To do |
(A) Rewrite the section of the policy team text starting at "A NIST RFI that" and ending at "with increasingly large models.", replacing "shovel ready" with "ready to deploy".
(B) State whether each statement agrees with the policy team text, answering yes or no and quoting the deciding words: (i) The writer demoed Claude to the Congressional AI Caucus. (ii) The team has already published one writeup giving an overview of its work. (iii) The ‘Societal Impacts’ team led the work on red teaming.

Text segment |
=-=-=-=-=

You do, however, raise a good point, in that we haven’t spent much time publicly explaining what we’re up to as a team. One of my goals for 2023 is to do a long writeup here. But since you asked, here’s some information:
You can generally think of the Anthropic policy team as doing three primary things:
Trying to proactively educate policymakers about the scaling trends of AI systems and their relation to safety. Myself and my colleague Deep Ganguli (Societal Impacts) basically co-wrote this paper https://arxiv.org/abs/2202.07785 - you can think of us as generally briefing out a lot of the narrative in here.
Pushing a few specific things that we care about. We think evals/measures for safety of AI systems aren’t very good [Zac: i.e. should be improved!], so we’ve spent a lot of time engaging with NIST’s ‘Risk Management Framework’ for AI systems as a way to create more useful policy institutions here—while we expect labs in private sector and academia will do much of this research, NIST is one of the best institutions to take these insights and a) standardize some of them and b) circulate insights across government. We’ve also spent time on the National AI Research Resource as we see it as a path to have a larger set of people do safety-oriented analysis of increasingly large models.
Responding to interest. An increasing amount of our work is reactive (huge uptick in interest in past few months since launch of ChatGPT). By reactive I mean that policymakers reach out to us and ask for our thoughts on things. We generally aim to give impartial, technically informed advice, including pointing out things that aren’t favorable to Anthropic to point out (like emphasizing the very significant safety concerns with large models). We do this because a) we think we’re well positioned to give policymakers good information and b) as the stakes get higher, we expect policymakers will tend to put higher weight on the advice of labs which ‘showed up’ for them before it was strategic to do so. Therefore we tend to spend a lot of time doing a lot of meetings to help out policymakers, no matter how ‘important’ they or their country/organization are—we basically ignore hierarchy and try to satisfy all requests that come in at this stage.
More broadly, we try to be transparent on the micro level, but haven’t invested yet in being transparent on the macro. What I mean by that is many of our RFIs, talks, and ideas are public, but we haven’t yet done a single writeup that gives an overview of our work. I am hoping to do this with the team this year!
Some other desiderata that may be useful:
I testified in the Senate last year and wrote quite a long written testimony.
I talked to the Congressional AI Caucus; slides here. Note: I demo’d Claude but it’s worth noting that whenever I demo our system I also break it to illustrate safety concerns. IIRC here I jailbroke it so it would play along with me when I asked it how to make rabies airborne—this was to illustrate how loose some of the safety aspects of contemporary LLMs are.
A general idea I/we push with policymakers is the need to measure and monitor AI systems; Jess Whittlestone and I wrote up a plan here which you can expect us to be roughly outlining in meetings.
A NIST RFI that talks about some of the trends in predictability and surprise and also has some recommendations.
Our wonderful colleagues on the ‘Societal Impacts’ team led this work on Red Teaming and we (Policy) helped out on the paper and some of the research. We generally think red teaming is a great idea to push to policymakers re AI systems; it’s one of those things that is ‘shovel ready’ for the systems of today but, we think, has some decent chance of helping out in future with increasingly large models.

=-=-=-=-=

Listed records |
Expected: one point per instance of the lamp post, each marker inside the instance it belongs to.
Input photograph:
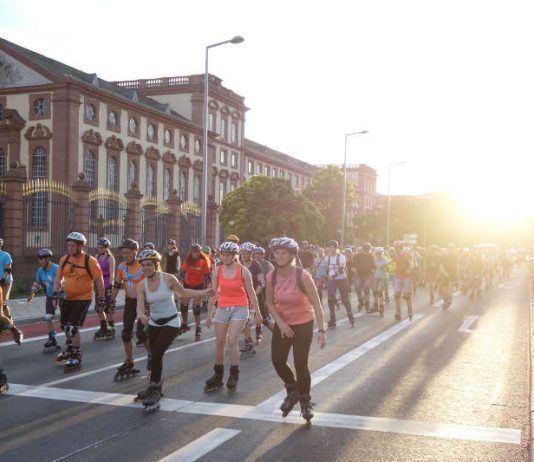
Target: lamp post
(344, 201)
(388, 217)
(204, 203)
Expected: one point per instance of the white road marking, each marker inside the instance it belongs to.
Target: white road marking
(465, 327)
(318, 376)
(350, 422)
(201, 446)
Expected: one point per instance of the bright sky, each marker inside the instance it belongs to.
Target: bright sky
(447, 86)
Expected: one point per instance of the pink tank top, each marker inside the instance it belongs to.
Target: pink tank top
(232, 291)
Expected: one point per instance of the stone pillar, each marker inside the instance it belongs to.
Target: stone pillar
(81, 212)
(133, 216)
(175, 205)
(14, 232)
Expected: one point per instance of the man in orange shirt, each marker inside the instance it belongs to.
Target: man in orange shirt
(80, 273)
(129, 275)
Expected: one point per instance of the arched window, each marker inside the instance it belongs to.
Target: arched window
(167, 183)
(39, 200)
(150, 181)
(112, 174)
(89, 168)
(132, 173)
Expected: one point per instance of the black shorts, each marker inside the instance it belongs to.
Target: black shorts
(74, 312)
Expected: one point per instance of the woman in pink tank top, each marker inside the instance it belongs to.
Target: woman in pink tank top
(232, 284)
(293, 302)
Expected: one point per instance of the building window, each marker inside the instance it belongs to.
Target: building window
(167, 183)
(150, 181)
(223, 157)
(233, 136)
(89, 168)
(2, 163)
(182, 186)
(132, 173)
(234, 160)
(39, 200)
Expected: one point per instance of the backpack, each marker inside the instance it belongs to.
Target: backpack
(86, 265)
(300, 284)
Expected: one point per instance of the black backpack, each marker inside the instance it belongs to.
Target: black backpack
(86, 265)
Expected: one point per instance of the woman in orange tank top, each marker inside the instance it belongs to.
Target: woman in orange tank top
(232, 284)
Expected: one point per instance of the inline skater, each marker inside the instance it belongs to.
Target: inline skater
(258, 283)
(158, 290)
(106, 261)
(196, 275)
(44, 278)
(337, 280)
(233, 291)
(80, 274)
(294, 311)
(129, 274)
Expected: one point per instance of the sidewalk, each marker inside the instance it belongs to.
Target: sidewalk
(35, 311)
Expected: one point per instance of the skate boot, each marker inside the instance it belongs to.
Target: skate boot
(51, 345)
(290, 400)
(215, 382)
(4, 386)
(18, 336)
(74, 363)
(231, 383)
(306, 409)
(153, 397)
(126, 371)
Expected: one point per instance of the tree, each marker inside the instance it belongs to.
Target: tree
(326, 192)
(264, 207)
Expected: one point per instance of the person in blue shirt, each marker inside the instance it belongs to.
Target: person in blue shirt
(44, 278)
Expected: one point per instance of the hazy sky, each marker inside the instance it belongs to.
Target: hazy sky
(446, 86)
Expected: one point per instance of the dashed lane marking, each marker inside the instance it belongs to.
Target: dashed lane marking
(343, 421)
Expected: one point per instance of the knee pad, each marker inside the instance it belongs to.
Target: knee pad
(126, 336)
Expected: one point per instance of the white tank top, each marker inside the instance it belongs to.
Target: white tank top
(161, 304)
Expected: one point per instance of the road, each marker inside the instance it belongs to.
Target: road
(447, 386)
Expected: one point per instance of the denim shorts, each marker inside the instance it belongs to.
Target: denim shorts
(231, 313)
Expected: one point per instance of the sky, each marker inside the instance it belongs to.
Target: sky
(445, 87)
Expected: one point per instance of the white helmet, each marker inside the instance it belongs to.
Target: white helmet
(76, 237)
(284, 243)
(229, 247)
(247, 247)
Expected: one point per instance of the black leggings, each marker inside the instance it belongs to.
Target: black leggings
(301, 343)
(160, 339)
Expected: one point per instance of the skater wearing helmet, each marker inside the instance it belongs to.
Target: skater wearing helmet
(80, 274)
(294, 304)
(129, 275)
(158, 290)
(44, 278)
(106, 261)
(233, 291)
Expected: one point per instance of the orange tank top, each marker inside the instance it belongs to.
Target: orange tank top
(232, 291)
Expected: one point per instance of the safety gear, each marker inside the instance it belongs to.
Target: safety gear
(76, 237)
(149, 254)
(103, 242)
(247, 247)
(129, 244)
(233, 238)
(44, 252)
(229, 247)
(284, 243)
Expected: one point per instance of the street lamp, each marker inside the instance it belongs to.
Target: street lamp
(388, 217)
(344, 201)
(204, 204)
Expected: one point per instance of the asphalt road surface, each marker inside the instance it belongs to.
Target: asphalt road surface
(448, 385)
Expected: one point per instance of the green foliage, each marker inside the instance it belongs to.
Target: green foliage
(265, 207)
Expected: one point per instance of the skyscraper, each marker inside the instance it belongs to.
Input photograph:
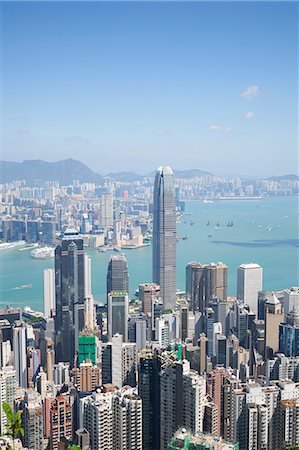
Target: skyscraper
(117, 275)
(49, 291)
(20, 350)
(70, 291)
(164, 236)
(249, 283)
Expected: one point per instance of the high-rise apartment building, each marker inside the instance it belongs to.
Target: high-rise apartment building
(182, 394)
(70, 292)
(149, 391)
(164, 236)
(60, 421)
(147, 294)
(7, 393)
(113, 419)
(118, 314)
(249, 283)
(117, 275)
(49, 292)
(106, 210)
(20, 353)
(32, 420)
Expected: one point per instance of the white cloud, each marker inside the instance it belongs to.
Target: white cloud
(249, 115)
(251, 92)
(220, 128)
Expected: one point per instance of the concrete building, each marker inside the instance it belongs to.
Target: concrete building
(118, 314)
(148, 292)
(249, 283)
(60, 421)
(32, 420)
(164, 236)
(8, 383)
(49, 292)
(113, 419)
(70, 293)
(20, 353)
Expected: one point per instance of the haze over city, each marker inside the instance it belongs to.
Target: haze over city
(200, 85)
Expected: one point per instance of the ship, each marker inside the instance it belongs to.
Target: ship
(43, 253)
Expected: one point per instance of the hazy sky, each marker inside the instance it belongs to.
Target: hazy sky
(131, 86)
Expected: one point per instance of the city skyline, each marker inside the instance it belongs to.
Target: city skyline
(236, 107)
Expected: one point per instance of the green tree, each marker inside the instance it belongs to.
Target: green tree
(14, 426)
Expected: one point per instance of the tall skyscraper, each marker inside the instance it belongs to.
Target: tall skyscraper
(117, 275)
(32, 420)
(49, 291)
(7, 393)
(70, 291)
(164, 236)
(249, 283)
(106, 208)
(118, 314)
(20, 353)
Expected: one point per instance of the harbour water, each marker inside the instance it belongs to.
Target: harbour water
(264, 231)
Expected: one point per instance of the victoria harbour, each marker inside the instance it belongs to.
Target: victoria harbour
(264, 231)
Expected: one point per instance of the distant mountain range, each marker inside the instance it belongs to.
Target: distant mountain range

=-=-=-=-=

Numbered answers |
(A)
A NIST RFI that talks about some of the trends in predictability and surprise and also has some recommendations.
Our wonderful colleagues on the ‘Societal Impacts’ team led this work on Red Teaming and we (Policy) helped out on the paper and some of the research. We generally think red teaming is a great idea to push to policymakers re AI systems; it’s one of those things that is ‘ready to deploy’ for the systems of today but, we think, has some decent chance of helping out in future with increasingly large models.

(B)
(i) Yes: "I talked to the Congressional AI Caucus; slides here. Note: I demo’d Claude"
(ii) No: "we haven’t yet done a single writeup that gives an overview of our work."
(iii) Yes: "Our wonderful colleagues on the ‘Societal Impacts’ team led this work on Red Teaming"